**** 提供テキスト

FO(Fragment Offset:フラグメントオフセット)は、IPパケット内のデータ部に、分割前のメッセージの先頭から何バイト目のデータが入っているかを示す。
MF(More Fragment)は、IPパケットが分割前のメッセージの最後のデータであることを示すフラグである。
ポート番号は、送信元ポート(Source Port)又は宛先ポート(Destination Port)の値を示す。
このとき分割されたIPパケットの先頭には、TCP(又はUDP)ヘッダが入るが、その他のIPパケットには入らない。1つのメッセージを分割した時、TCP/UDPヘッダは分割した先頭のIPパケットにしか付加されないため、フラグメントされたIPパケットのアプリケーションを識別するためには、いったんパケットを再構築する必要がある。
フレームが複数に分割されているとき、フラグメントされたパケットの識別子(Identification)を見てフラグメントされたパケットを識別してネットワークトラフィック量を計測する方式が提案されている(例えば、下記の特許文献2参照)。
【0010】
【特許文献1】
特開2000−253056号公報
【特許文献2】
特開平11−205386号公報
【0011】
【発明が解決しようとする課題】
しかしながら、アプリケーションを識別するためのポート番号がフラグメントされたパケットには付与されていない。この場合、ネットワーク中継装置によりいったんフラグメントされたパケットを組み立てた後、ポート番号を識別して、パケットを再分割して送出間隔を制御する必要があるが、フラグメントを再構築するためのパケットバッファが必要になるため、コストの増加を招くという問題があった。また、いったんパケットを再構築して蓄積する処理と、再度パケットを分割する処理とが加わるため、処理に伴う遅延が大きくなり、高速ネットワークにおいてはシェーピングによる送信帯域制御ができないという問題もあった。

********
**** データ

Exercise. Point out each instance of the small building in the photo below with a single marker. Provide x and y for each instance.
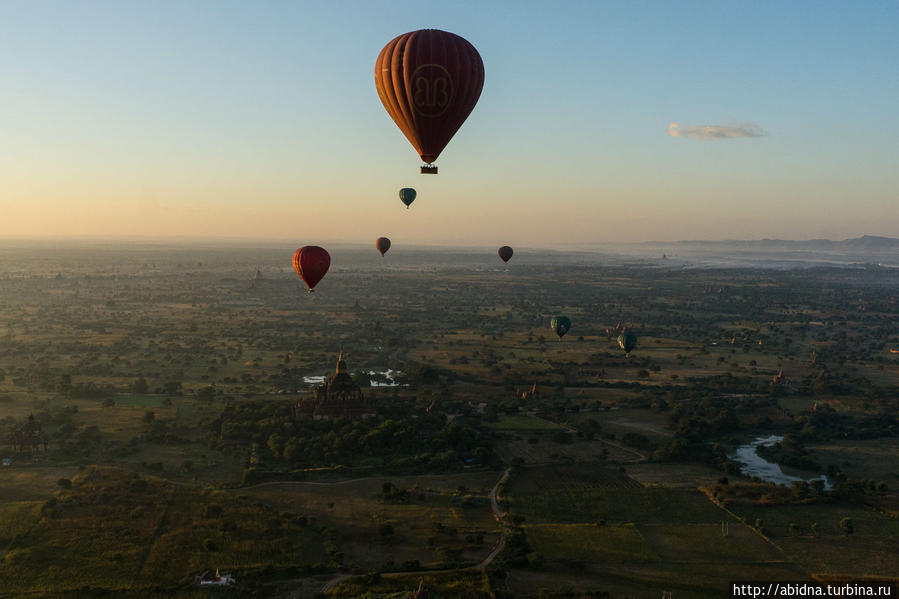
(338, 397)
(216, 579)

********

• _やることリスト_
a: IPパケット分割の文章によると、1つのメッセージを分割したとき、TCP/UDPヘッダが付加されるのはどのIPパケットですか？
b: 次の(i)〜(iii)は、IPパケット分割の文章の内容と合っていますか？それぞれ「はい」か「いいえ」で答え、判断の根拠となる本文の語句をそのまま引用してください。
(i) アプリケーションを識別するためのポート番号は、フラグメントされたパケットには付与されていない。
(ii) フラグメントを再構築する際にパケットバッファは不要なので、コストは増えない。
(iii) 特許文献2では、パケットの識別子を見てネットワークトラフィック量を計測する方式が提案されている。
c: IPパケット分割の文章を、途切れたところから引き継いで書き進めてください。
データはIPパケット分割の文章とは関係がありません。

• _各問の解答_
a: 分割した先頭のIPパケットにしか付加されません。

b:
(i) はい。「アプリケーションを識別するためのポート番号がフラグメントされたパケットには付与されていない」
(ii) いいえ。「フラグメントを再構築するためのパケットバッファが必要になるため、コストの増加を招くという問題があった」
(iii) はい。「フラグメントされたパケットの識別子(Identification)を見てフラグメントされたパケットを識別してネットワークトラフィック量を計測する方式が提案されている(例えば、下記の特許文献2参照)」

c:
【0012】
本発明は、上記の問題点を解決するためになされたもので、入力されたパケットがネットワークを中継する際に分割されたパケットであっても、パケットを再構築することなくヘッダ情報から所望のアプリケーションのパケットであることを識別して、シェーピングを実行することができ、これによって、アプリケーションを識別するために必ず必要だったパケット再構築の処理を省くことができ、パケットバッファの削減、処理遅延の低減を図ることができるパケットシェーピング方法、この方法を実施するパケットシェーピング装置及びコンピュータプログラム、並びにコンピュータプログラム記憶媒体を提供することを目的とする。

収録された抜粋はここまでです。